Required work: Copy the passage on leaving the Regiment word for word, from "This was indeed" up to and including "of my life.".

Reading passage:
______________________________
I had been with the Regiment just long enough to buy myself a new outfit when suddenly, bang, came another bombshell.
I had been awarded a Brevet Lieutenant-Colonelcy for the Ashanti campaign, and a further Brevet of full Colonel for the Matabele campaign, so although I figured as Major in the Regiment, below the Lieut.-Colonel in Command and the Senior Major, Second in Command, I was actually senior to both of these in rank, which was a bit of an anomaly.
This had not occurred to me until the Colonel sent for me one day and informed me that I was appointed to command the 5th Dragoon Guards.
This was indeed a bombshell, but I waved it off by saying to him: "I don’t want to go. I would rather stop in the Regiment."
However, he then explained to me that as a full Colonel it was impossible for me to remain where I was, and so I had to go.
Leaving my old Regiment was perhaps one of the bitterest moments of my life.
I had served in it for twenty-one years, the very best years of my life, and the going away was a big wrench, especially in the actual departure, which was worse than I expected.
I arranged with my servant that I would slip away in the early morning before breakfast; and, so that it should not be noticed, he was to have a cab round at the back door of my quarters and get it loaded up with all my luggage so that I could nip away unseen.
When all was ready I sneaked out of the back door, there to find my cab, with the Regimental Sergeant-Major sitting on the box and conducting the Band which was also in attendance, every man of my Squadron harnessed in on long ropes, and the whole Regiment there to see me out of the barrack gate
And off we went, the most choky experience I ever had.
My last glimpse of the barracks showed blankets being waved from every window, and all through the slums and streets of Dublin went this mad procession which finally landed me at the station with a farewell cheer.
Thank God I was allowed to come back to the Regiment again a few years later, as its Colonel-in-Chief, which I still remain, and have thus completed over fifty-six years’ connection with the old "Lillywhites."
FIFTH DRAGOON GUARDS
My bombshells had been falling on me in rather rapid succession. No sooner had I got home from Ashanti than I was ordered to Matabeleland, and now I was barely settled at home again when I had this order to go out to India.
I made an appeal to be allowed to go on leave, as two fairly arduous campaigns in succession left one a bit played out.
______________________________
Dataset records:
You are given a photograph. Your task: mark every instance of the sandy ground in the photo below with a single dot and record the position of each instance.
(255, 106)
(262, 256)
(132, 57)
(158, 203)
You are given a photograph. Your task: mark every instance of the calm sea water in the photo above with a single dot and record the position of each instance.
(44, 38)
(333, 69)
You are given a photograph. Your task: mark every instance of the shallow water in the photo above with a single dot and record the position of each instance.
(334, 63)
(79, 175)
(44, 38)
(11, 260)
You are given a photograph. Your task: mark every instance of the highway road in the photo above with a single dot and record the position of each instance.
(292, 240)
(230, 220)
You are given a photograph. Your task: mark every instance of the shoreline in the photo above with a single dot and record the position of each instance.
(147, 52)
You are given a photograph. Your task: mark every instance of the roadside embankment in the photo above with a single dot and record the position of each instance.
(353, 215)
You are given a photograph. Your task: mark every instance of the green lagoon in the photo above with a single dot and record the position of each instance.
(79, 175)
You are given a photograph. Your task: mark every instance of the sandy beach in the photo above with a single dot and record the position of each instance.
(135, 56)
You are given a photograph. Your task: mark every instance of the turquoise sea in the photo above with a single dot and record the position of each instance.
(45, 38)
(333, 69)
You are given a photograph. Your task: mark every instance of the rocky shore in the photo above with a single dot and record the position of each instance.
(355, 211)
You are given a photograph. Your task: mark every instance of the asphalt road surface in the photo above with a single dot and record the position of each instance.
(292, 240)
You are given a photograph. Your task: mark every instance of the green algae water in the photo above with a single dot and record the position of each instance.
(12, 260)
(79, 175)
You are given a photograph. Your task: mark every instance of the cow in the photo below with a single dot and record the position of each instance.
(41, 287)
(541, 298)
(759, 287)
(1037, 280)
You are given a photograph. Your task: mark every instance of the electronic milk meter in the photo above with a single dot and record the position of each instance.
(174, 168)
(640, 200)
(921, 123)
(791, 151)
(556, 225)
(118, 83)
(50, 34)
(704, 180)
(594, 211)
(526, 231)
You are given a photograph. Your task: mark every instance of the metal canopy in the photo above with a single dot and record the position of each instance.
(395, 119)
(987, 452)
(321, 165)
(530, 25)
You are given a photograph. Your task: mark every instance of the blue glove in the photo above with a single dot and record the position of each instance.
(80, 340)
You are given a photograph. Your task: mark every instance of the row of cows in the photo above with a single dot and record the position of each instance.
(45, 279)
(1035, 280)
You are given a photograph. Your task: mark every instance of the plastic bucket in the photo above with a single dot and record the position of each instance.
______________________________
Reply to the task:
This was indeed a bombshell, but I waved it off by saying to him: "I don’t want to go. I would rather stop in the Regiment."
However, he then explained to me that as a full Colonel it was impossible for me to remain where I was, and so I had to go.
Leaving my old Regiment was perhaps one of the bitterest moments of my life.